EXERCISE INSTRUCTIONS =>
1 – In the Delivery Hero case study, what could the Pandora team's open source tooling not do while traffic was moving from an old Kubernetes cluster to a new one?
2 – Continue the Delivery Hero case study from the point where it stops.

+++ SOURCE EXTRACT +++

A Year of Change
2020 came with a lot of uncertainty, instability, and change. As the global population shifted to spending most of their time at home, companies needed to quickly adapt to meet the challenges presented by this new and evolving landscape.
While many industries saw a sharp decrease in demand, Delivery Hero, the world’s leading local delivery platform, saw the number of orders placed through their application almost double in just a few months. This meant that Delivery Hero’s Pandora team, which operates the largest backend platform at the company, needed to ensure that their system could scale reliably to meet the needs of their customers, who were depending on Delivery Hero for food and other necessities. The challenge for Delivery Hero became: How can we adopt modern technology to aid us in rapidly scaling our applications and infrastructure without jeopardizing the digital experience?
Visibility Challenges in Containerized Environments
Delivery Hero decided to leverage Kubernetes for the automated scheduling, scaling, and maintenance of its containerized infrastructure. This choice helped them ensure that their applications remained highly available to their users, but the arduous setup process and management overhead added complexity and compromised their visibility into their environment.
Before bringing in Datadog, the Pandora team relied on several open source tools to monitor their infrastructure and network, which created critical blind spots when they needed to perform updates or add new clusters. For example, when Delivery Hero upgrades Kubernetes versions, they first spin up a new cluster running on the new version and then slowly migrate traffic over from the old cluster. Their open source tooling, however, could only monitor one of the clusters at a time, which meant they had to choose between monitoring either their old or new cluster while the migration was in progress. They also lacked visibility into their DNS services, which are used by Kubernetes for service discovery and communication. This left them ill-equipped to diagnose performance issues and made them vulnerable to potentially large-scale outages.
Delivery Hero’s reliance on multiple monitoring tools also meant that they had no single source of truth for their telemetry data. Engineers were forced to context switch across this patchwork of tools, which slowed down the issue detection and resolution process. The Pandora team decided to see whether Datadog could help them reduce tool sprawl and close their visibility gaps at the same time.
“ We had so many projects going on, but didn’t have enough human resources to do everything. Scaling and customizing open source tools was simply not a top priority.”

+++ PROVIDED INFORMATION +++

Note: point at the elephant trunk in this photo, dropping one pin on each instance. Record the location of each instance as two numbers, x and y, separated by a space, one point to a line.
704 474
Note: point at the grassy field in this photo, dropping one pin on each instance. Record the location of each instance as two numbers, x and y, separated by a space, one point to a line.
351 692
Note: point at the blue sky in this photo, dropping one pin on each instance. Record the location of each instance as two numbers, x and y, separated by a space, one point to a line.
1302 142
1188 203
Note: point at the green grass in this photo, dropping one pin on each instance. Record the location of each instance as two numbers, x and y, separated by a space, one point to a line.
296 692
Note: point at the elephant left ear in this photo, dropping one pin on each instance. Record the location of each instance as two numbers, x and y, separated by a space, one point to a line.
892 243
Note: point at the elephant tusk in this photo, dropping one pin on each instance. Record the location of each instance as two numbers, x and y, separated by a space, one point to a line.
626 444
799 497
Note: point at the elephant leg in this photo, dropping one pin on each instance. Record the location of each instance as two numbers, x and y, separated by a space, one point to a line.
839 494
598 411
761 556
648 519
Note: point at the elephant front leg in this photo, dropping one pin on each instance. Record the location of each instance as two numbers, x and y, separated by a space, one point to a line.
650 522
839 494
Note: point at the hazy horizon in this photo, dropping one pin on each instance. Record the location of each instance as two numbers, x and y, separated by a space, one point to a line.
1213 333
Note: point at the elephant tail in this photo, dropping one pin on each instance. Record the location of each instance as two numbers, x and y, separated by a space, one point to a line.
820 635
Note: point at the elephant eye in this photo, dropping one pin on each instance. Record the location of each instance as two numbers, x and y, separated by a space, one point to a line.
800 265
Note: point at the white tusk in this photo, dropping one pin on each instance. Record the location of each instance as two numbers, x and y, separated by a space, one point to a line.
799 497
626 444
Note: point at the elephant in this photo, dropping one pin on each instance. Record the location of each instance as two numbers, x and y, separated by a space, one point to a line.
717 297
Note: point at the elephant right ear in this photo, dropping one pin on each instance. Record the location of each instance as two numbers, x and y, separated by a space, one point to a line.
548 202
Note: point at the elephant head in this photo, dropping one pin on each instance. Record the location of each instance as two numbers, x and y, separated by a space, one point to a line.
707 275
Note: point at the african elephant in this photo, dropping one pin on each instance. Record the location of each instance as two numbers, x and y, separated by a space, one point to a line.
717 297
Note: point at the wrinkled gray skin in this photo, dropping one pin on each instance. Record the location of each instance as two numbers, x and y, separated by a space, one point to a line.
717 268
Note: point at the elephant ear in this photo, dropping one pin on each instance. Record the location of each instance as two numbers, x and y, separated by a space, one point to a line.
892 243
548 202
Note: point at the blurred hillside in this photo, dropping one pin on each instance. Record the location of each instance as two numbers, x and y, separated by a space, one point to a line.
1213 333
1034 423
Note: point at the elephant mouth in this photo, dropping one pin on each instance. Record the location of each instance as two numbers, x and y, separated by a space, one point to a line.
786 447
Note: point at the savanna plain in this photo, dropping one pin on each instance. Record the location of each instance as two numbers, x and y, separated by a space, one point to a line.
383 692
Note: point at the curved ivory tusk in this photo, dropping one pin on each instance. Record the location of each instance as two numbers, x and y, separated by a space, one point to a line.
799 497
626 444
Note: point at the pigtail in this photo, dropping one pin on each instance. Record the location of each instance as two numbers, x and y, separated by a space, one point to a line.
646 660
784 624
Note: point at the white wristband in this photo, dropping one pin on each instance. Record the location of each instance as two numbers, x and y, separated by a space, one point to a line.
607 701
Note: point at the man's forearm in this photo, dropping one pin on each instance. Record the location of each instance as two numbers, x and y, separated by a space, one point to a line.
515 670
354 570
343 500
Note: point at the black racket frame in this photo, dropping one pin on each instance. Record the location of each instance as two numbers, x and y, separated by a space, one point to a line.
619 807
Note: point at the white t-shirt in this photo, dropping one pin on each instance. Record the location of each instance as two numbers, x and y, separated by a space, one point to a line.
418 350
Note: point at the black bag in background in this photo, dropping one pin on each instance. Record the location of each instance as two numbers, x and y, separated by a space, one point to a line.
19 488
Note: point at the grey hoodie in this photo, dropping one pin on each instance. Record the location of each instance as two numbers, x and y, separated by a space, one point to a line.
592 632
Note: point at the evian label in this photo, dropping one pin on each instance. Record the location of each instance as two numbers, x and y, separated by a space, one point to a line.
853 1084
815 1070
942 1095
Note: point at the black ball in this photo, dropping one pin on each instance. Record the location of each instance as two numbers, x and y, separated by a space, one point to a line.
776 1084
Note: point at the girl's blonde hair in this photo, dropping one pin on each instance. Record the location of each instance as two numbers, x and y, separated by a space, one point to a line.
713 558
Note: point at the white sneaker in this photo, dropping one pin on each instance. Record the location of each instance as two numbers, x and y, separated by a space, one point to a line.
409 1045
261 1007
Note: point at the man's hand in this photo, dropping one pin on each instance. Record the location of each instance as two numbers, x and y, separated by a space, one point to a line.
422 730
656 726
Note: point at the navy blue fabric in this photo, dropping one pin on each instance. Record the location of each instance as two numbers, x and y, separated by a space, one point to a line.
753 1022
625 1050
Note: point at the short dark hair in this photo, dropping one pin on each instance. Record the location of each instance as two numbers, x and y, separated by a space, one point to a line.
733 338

+++

ANSWER SET =>
1 – It could monitor only one cluster at a time, so the team had to choose between watching the old cluster or the new one.

2 –
Miguel Mingorance
Systems Engineer, Delivery Hero
How Delivery Hero Does It Today
With Datadog, Delivery Hero is able to get complete, uninterrupted visibility into their Kubernetes clusters without having to manage any open source tooling. Additionally, Datadog’s unified platform allows them to view crucial monitoring data from their infrastructure, applications, and network in a single pane of glass, which has greatly streamlined their troubleshooting process.
Datadog Network Performance Monitoring (NPM) gives Delivery Hero deep insight into their network and DNS by providing key metrics, such as traffic volume, latency, and retransmits, all with extremely low overhead. Delivery Hero can now visualize the flow of network traffic between pods inside each of their Kubernetes clusters, as well as between other endpoints, such as services. This visibility is crucial during Kubernetes upgrades, as it enables Delivery Hero to immediately spot any anomalous traffic patterns during the rollout of a new cluster and revert traffic back to the old cluster, if necessary.
“ Datadog Network Performance Monitoring gave us immediate visibility into all our Kubernetes cluster traffic. As soon as a new cluster is spun up, we can see if pods are communicating as expected and if internal DNS is doing its job.”
Miguel Mingorance
Systems Engineer, Delivery Hero
Datadog Log Management allows Delivery Hero to quickly explore system-wide activity in an intuitive and cost-effective way. For example, their team can see a breakdown of error logs from each application, which helps them stay attuned to early warning signs of potential failures. They can also set up monitors on these log counts, which will alert them when the volume of error logs surpasses a defined threshold.
This monitoring data is tied together in Datadog’s unified platform, which enables Delivery Hero to pivot seamlessly between application performance data, logs, and network traffic. Datadog also provides customizable, out-of- the-box dashboards for more than
800 integrations, including Kubernetes, so Delivery Hero can get immediate visibility into the technologies they rely on. This means the Pandora team no longer has to switch between disparate data in several tools or rely on open source software with significant operational overhead to monitor and troubleshoot issues.
“ Things became much easier once we started using Datadog. As soon as we deployed the Agent, we got
access to more out-of-the-box metrics and had a single place to look at everything.”
Miguel Mingorance
Systems Engineer, Delivery Hero
Looking ahead with Datadog
While the challenges of maintaining a scalable yet reliable platform seemed daunting, Delivery Hero was able to leverage Datadog to support their constantly growing business. Delivery Hero now feels confident when rolling out backend upgrades and adopting cutting-edge technology, even as new users are added
by the hour. They are also planning to expand their partnership with Datadog
by adopting more products from the platform, which will provide even deeper visibility into the health and performance of their system, all in one place.